Text block:
--- start ---

This is an implementation of a backpropogation neural network that is demonstration code for Computer Science Club. The objective is to learn about neural networks, but also to learn about common numerical libraries such as BLAS and LAPACK, and how they can be used with OCaml ideally to make numerically performant code with the benefits of a functional programming feel. This is not performant code so much as it is instructional.
Of course OCaml is required. If you do not have it installed, it would be good to have a look at the installation and usage of OPAM. This project requires ocamlfind and ocamlopt for the normal build.
BLAS and LAPACK are required, including development headers. There are a number of options here. First, you could install from packages:
yum install blas-devel lapack-devel
or
apt-get install libblas-dev liblapack-dev
This is simple and probably preferred if you are just seeing how this works. Another option is to use ATLAS, the automatically tuned variant of BLAS. This is mainly useful for the BLAS 3 routines as they have O(n^3) performance on O(n^2) data, so not really all that relevant here unless I add mini-batch processing. Yet another option is to use vendor-specific editions that are tuned to your processor. This is not likely relevant since this is not a performant application so much as a demonstration of one way to implement algorithms.
You will also need to install Lacaml. You can do this with opam
by simply:
opam install lacaml
Since we are using CSV as a means of specifying training and test
data, we also will need the opam
CSV package:
opam install csv
In the /data folder there is training and test data, in CSV format, for Iris and letter recognition data sets.

--- end ---

Your instructions:
In the OCaml neural network text, which data sets have training and test data in the /data folder? The records are drawn from a different source than the text.

[Excerpts from a detection dataset]
--- start ---

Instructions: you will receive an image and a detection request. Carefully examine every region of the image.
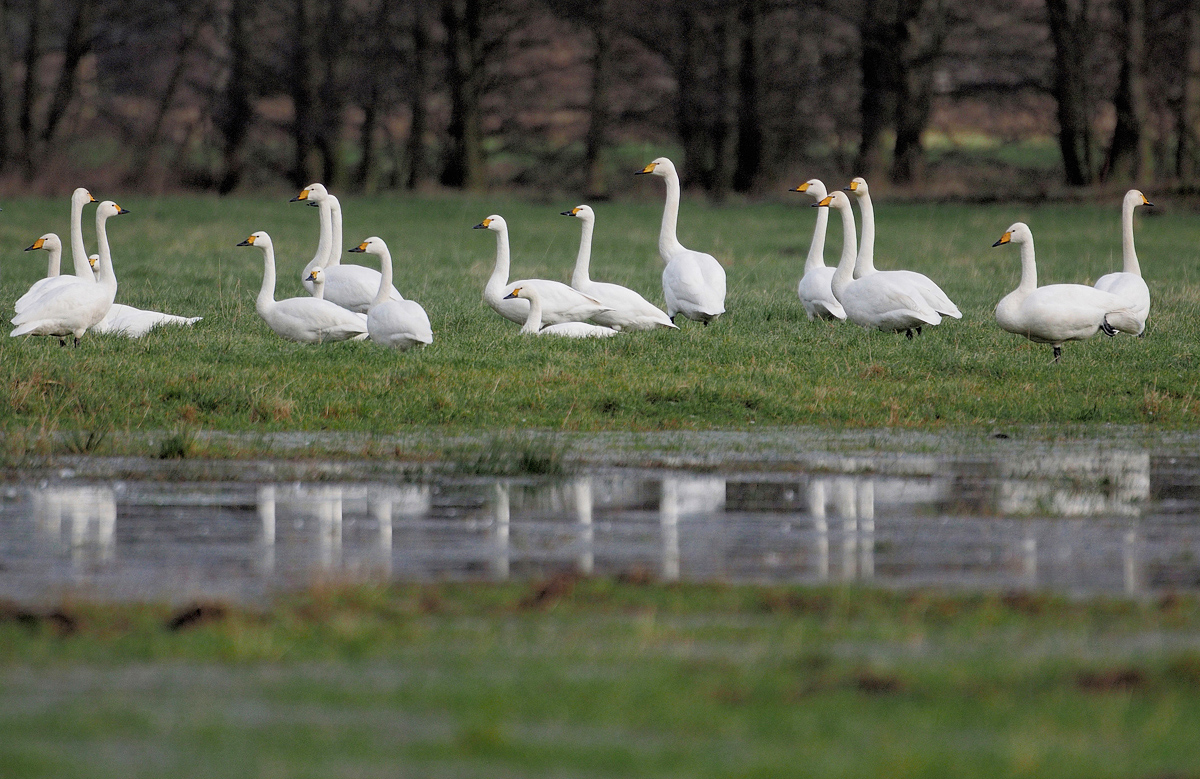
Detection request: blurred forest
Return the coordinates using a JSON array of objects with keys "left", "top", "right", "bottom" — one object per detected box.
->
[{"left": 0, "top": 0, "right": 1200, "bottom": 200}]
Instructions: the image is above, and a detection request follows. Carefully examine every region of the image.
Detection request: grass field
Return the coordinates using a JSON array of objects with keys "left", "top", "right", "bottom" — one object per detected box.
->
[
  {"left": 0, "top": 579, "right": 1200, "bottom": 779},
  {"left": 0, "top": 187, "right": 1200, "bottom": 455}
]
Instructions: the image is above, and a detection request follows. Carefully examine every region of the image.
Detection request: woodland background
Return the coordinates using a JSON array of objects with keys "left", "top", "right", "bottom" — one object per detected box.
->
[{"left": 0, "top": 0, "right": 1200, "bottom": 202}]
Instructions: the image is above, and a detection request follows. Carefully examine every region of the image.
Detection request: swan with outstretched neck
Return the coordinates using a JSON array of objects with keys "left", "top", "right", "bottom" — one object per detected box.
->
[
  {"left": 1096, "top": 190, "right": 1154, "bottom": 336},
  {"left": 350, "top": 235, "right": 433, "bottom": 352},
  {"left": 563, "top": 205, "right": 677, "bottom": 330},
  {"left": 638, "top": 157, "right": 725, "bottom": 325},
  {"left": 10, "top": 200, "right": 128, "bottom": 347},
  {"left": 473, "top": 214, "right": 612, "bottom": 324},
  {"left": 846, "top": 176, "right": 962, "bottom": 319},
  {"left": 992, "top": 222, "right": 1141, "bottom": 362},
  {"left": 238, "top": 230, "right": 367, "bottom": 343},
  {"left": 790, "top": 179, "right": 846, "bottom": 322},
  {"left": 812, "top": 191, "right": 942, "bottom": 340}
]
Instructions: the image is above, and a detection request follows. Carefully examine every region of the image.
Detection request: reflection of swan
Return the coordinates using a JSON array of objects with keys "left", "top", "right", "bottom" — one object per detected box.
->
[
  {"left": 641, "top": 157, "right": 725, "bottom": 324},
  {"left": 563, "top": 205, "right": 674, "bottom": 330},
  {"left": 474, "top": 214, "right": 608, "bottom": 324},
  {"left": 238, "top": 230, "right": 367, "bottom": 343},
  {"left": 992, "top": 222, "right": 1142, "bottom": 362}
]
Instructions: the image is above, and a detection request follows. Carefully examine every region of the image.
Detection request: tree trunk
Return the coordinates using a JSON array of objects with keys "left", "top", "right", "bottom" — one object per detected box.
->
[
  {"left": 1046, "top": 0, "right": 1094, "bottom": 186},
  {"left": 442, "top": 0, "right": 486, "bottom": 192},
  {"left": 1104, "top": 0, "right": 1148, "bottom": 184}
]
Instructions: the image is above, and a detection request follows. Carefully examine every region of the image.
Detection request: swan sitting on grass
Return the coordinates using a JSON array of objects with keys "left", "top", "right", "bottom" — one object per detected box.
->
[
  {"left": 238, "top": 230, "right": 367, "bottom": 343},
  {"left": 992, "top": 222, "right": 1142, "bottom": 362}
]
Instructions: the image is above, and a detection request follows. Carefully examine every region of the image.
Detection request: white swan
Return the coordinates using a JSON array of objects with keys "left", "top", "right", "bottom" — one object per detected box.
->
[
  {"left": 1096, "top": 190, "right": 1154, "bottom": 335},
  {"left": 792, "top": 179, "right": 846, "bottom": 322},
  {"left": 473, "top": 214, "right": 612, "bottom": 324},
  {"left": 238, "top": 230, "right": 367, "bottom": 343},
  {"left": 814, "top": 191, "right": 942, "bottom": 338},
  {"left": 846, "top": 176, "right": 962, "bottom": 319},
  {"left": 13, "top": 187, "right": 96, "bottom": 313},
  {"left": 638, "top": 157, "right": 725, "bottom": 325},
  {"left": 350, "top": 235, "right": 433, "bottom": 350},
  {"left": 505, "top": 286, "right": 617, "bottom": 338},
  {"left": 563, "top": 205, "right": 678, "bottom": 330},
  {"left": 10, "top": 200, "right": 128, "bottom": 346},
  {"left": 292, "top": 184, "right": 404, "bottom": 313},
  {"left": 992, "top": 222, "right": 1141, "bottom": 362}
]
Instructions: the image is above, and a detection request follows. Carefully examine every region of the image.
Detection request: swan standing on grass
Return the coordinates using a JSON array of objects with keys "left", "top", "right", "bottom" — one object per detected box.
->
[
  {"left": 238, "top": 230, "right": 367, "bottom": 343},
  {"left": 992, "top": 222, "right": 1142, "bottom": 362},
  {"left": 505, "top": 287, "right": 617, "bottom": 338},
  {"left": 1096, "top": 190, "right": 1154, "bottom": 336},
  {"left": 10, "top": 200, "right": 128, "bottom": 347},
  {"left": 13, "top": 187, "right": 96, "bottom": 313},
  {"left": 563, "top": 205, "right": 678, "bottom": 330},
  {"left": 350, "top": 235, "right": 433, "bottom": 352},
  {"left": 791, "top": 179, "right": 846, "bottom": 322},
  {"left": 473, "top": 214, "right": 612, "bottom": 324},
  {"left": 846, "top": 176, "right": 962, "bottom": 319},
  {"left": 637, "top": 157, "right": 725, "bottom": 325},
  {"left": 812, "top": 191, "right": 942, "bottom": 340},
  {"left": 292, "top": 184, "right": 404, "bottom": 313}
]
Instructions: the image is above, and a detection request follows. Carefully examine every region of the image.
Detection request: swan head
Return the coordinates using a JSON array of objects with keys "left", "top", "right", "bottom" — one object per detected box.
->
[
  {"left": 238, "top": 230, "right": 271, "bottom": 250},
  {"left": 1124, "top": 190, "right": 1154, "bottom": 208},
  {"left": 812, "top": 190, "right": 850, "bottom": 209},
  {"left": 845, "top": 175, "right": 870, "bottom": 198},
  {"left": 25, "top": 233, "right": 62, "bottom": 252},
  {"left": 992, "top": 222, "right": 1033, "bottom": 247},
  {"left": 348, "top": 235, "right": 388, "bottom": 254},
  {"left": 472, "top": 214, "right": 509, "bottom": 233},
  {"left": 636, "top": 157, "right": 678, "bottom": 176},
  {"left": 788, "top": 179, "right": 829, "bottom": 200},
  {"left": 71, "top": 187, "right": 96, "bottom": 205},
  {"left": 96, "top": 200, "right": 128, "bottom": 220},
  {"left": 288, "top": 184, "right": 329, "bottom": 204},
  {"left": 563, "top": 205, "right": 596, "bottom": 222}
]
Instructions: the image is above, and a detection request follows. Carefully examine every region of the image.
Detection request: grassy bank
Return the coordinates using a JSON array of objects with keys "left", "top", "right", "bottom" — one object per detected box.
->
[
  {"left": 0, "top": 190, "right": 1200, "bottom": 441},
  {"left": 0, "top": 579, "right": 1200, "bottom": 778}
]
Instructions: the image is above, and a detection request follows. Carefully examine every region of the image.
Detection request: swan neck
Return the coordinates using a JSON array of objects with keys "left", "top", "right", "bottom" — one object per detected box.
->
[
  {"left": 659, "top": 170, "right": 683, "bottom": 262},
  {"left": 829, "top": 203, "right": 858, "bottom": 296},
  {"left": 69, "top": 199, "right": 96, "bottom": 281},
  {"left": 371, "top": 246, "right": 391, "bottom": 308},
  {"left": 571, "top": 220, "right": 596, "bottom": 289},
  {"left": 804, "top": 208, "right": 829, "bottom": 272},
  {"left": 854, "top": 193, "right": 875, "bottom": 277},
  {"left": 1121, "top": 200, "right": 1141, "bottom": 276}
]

--- end ---

Solution for this task:
Iris and letter recognition.